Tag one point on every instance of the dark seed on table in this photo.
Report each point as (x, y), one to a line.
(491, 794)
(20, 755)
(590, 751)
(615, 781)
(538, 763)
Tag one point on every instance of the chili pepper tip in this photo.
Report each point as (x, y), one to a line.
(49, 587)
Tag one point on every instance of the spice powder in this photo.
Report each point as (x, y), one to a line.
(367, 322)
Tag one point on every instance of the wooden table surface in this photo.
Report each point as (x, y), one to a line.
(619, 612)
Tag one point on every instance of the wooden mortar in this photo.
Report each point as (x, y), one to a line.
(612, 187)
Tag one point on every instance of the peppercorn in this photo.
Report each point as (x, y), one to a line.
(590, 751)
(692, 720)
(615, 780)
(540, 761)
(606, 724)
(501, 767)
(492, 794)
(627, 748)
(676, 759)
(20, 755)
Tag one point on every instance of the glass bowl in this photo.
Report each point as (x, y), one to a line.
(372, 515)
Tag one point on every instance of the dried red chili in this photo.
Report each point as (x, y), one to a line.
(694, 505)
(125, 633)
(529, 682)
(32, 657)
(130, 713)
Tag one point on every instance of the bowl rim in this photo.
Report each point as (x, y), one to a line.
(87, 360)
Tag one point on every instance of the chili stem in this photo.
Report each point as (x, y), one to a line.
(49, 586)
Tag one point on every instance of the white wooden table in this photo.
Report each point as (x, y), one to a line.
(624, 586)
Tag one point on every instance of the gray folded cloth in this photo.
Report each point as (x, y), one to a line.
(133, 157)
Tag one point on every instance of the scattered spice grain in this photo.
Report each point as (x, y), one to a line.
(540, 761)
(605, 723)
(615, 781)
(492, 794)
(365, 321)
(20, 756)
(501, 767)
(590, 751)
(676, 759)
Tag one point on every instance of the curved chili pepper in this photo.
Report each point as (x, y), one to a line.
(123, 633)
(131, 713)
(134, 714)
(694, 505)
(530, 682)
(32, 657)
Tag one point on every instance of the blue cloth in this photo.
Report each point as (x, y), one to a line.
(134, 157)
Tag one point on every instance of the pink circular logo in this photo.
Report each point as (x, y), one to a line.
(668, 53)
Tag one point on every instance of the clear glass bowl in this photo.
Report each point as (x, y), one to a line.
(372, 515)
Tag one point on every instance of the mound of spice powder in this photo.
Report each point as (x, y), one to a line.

··········

- YOUR GOAL
Could you reproduce every line above word for word, keeping their order and changing nothing?

- EXERCISE ANSWER
Tag one point on every instance of the dark seed on table in this photo.
Report each point as (x, y), one to a line.
(491, 794)
(20, 755)
(590, 751)
(615, 781)
(538, 763)
Tag one point on every instance of the chili pepper tip in this photo.
Report each point as (x, y), one to a line.
(49, 587)
Tag one point on every instance of the spice powder in this photo.
Report each point as (x, y), one to a line.
(367, 322)
Tag one point on every instance of the wooden table surface in this photo.
Report each point as (x, y), one to a line.
(619, 612)
Tag one point on every instance of the wooden mortar in this photo.
Report each point as (x, y), one to a line.
(612, 187)
Tag one point on every instance of the peppercorn in this photo.
Report each point as (x, y), one to a line.
(590, 751)
(692, 720)
(615, 780)
(540, 761)
(606, 724)
(501, 767)
(492, 794)
(627, 748)
(676, 759)
(20, 755)
Tag one point on every instance of the glass bowl in this photo.
Report each point as (x, y), one to a line.
(372, 515)
Tag one point on every instance of the dried red chili in this photo.
Report each point as (x, y), one to a line.
(694, 505)
(125, 633)
(529, 682)
(32, 657)
(130, 713)
Tag one point on every instance of the bowl rim in this photo.
Report each point as (x, y), one to a line.
(87, 360)
Tag one point on every instance of the chili stem in this photo.
Report each point as (x, y), one to a line.
(49, 586)
Tag one point on every instance of the white wooden table in this photo.
Report each point as (x, y), one to a line.
(624, 586)
Tag one point on every instance of the gray folded cloth in this photo.
Report each point as (x, y), one to a line.
(133, 157)
Tag one point on every instance of the scattered spice grain in this photo.
Report each point as (x, y), one to a line.
(540, 761)
(605, 723)
(615, 781)
(492, 794)
(365, 321)
(20, 756)
(501, 767)
(590, 751)
(676, 759)
Tag one point on every instance of the curved chili pepper in this photo.
Report each point as (x, y), one to a line.
(123, 633)
(131, 713)
(134, 714)
(694, 505)
(530, 682)
(32, 657)
Tag one point on every instance of the blue cloth in this photo.
Report each point as (x, y), one to a line.
(134, 157)
Tag one point on every instance of the pink circular logo in this photo.
Report each point as (x, y), one to a line.
(668, 53)
Tag one point on every instance of the clear glass bowl in this photo.
Report each point as (x, y), one to a line.
(372, 515)
Tag one point on every instance of the mound of spice powder in this photo.
Report each point as (x, y), one to a line.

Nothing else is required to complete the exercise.